Source information:
BEGIN
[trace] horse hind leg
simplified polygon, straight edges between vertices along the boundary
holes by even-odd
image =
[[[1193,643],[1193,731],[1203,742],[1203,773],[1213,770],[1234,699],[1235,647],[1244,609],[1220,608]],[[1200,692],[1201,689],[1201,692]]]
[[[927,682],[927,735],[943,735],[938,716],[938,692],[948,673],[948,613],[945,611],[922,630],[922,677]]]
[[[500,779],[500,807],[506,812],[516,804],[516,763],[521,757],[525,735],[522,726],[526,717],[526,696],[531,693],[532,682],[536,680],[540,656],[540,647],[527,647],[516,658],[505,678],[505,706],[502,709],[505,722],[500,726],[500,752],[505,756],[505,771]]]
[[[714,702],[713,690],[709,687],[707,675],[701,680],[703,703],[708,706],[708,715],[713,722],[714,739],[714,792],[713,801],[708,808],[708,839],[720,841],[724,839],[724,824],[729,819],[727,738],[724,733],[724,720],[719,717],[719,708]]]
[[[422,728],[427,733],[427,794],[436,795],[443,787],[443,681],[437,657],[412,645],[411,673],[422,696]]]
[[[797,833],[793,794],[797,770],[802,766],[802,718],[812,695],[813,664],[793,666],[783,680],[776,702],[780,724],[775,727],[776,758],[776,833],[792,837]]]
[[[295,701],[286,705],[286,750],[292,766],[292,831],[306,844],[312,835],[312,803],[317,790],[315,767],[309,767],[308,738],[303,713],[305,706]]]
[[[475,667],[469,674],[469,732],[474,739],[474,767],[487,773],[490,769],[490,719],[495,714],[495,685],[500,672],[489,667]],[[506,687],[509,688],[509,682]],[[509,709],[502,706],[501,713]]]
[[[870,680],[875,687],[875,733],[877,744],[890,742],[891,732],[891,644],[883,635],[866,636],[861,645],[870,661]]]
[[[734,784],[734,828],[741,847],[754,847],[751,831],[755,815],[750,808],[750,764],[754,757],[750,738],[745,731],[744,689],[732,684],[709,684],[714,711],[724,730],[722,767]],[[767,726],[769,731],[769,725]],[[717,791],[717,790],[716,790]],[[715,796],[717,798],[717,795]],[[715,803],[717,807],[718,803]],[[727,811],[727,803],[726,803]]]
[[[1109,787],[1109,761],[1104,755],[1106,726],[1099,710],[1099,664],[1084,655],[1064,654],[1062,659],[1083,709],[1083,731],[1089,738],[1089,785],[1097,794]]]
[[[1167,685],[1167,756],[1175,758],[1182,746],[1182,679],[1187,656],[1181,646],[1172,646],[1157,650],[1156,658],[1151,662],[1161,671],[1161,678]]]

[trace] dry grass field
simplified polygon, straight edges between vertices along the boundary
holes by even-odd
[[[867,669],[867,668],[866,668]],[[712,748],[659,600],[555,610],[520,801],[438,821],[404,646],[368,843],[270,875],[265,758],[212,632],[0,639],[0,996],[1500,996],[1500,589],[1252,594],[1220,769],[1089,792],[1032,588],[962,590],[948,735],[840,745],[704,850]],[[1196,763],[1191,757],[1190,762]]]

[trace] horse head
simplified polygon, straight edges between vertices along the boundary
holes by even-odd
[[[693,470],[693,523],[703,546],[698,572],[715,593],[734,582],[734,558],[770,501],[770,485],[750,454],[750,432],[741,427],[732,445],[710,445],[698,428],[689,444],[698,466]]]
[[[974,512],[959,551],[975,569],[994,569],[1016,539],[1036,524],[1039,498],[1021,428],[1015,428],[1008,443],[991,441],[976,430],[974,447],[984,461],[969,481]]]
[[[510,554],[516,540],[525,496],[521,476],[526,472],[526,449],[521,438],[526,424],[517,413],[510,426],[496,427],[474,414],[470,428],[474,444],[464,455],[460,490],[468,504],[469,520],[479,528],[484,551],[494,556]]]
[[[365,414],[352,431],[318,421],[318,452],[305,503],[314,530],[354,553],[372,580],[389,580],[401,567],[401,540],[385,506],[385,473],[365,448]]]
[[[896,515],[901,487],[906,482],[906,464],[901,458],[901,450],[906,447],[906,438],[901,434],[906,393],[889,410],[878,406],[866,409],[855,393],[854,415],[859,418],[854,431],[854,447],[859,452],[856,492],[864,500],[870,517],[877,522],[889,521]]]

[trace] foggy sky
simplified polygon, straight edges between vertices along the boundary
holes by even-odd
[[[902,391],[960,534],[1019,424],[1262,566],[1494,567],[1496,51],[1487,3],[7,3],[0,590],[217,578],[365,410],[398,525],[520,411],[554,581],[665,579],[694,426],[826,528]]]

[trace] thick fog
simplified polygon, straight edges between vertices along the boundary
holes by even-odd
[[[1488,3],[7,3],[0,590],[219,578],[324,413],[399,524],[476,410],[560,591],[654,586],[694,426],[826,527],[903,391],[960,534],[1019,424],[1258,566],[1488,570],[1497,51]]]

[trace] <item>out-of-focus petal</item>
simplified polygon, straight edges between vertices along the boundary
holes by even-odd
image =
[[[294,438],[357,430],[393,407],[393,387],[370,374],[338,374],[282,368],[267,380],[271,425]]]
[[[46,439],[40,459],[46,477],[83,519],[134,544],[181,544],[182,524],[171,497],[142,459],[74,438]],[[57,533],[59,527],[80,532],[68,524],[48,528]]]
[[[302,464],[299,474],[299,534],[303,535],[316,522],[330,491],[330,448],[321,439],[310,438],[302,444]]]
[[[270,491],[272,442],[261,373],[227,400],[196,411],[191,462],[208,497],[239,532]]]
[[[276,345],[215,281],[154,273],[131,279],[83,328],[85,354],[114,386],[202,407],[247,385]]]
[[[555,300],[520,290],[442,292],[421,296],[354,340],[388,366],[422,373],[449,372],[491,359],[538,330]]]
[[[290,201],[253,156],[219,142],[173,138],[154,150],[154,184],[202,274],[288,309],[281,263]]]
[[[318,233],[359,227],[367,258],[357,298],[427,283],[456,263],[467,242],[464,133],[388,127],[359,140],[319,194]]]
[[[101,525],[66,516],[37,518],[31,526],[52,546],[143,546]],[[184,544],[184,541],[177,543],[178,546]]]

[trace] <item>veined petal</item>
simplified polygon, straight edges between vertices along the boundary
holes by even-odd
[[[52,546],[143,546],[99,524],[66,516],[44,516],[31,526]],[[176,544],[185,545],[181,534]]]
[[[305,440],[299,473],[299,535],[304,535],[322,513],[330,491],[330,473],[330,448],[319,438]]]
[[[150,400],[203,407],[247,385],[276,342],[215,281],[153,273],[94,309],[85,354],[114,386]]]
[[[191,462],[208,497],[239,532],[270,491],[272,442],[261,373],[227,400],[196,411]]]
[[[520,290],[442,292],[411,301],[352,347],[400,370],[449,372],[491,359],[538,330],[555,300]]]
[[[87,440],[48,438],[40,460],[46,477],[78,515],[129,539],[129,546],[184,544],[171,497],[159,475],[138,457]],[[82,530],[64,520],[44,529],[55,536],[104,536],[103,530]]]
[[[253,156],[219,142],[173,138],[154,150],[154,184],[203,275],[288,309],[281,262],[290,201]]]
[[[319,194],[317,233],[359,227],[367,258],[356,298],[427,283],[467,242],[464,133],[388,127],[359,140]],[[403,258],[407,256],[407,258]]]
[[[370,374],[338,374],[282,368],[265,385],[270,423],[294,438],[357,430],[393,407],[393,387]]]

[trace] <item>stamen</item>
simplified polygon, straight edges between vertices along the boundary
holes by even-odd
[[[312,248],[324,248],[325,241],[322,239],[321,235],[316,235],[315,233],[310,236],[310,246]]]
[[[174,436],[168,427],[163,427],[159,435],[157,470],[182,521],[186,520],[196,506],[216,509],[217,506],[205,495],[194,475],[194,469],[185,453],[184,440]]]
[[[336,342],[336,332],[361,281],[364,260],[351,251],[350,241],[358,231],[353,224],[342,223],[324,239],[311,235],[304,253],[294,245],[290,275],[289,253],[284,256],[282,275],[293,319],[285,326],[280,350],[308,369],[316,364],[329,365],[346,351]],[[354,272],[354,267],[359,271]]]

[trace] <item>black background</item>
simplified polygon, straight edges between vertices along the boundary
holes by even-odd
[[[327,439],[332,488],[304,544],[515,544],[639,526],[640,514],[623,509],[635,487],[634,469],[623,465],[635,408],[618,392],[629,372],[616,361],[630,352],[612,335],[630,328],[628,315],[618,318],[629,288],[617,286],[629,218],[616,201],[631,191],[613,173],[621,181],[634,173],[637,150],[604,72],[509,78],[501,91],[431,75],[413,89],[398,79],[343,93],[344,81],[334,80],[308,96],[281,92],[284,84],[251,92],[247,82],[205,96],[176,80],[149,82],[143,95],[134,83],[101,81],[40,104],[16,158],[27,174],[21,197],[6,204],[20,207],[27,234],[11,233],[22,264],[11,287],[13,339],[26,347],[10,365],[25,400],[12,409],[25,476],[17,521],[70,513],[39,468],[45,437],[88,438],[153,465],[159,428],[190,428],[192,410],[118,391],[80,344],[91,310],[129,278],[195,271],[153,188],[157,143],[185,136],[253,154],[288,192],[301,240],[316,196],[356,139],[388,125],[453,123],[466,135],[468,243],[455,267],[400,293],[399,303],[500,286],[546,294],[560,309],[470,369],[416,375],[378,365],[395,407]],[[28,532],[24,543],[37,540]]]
END
Directions: Looking at the records, state how many lines contain "petal" and write nothing besides that number.

Task solution: 2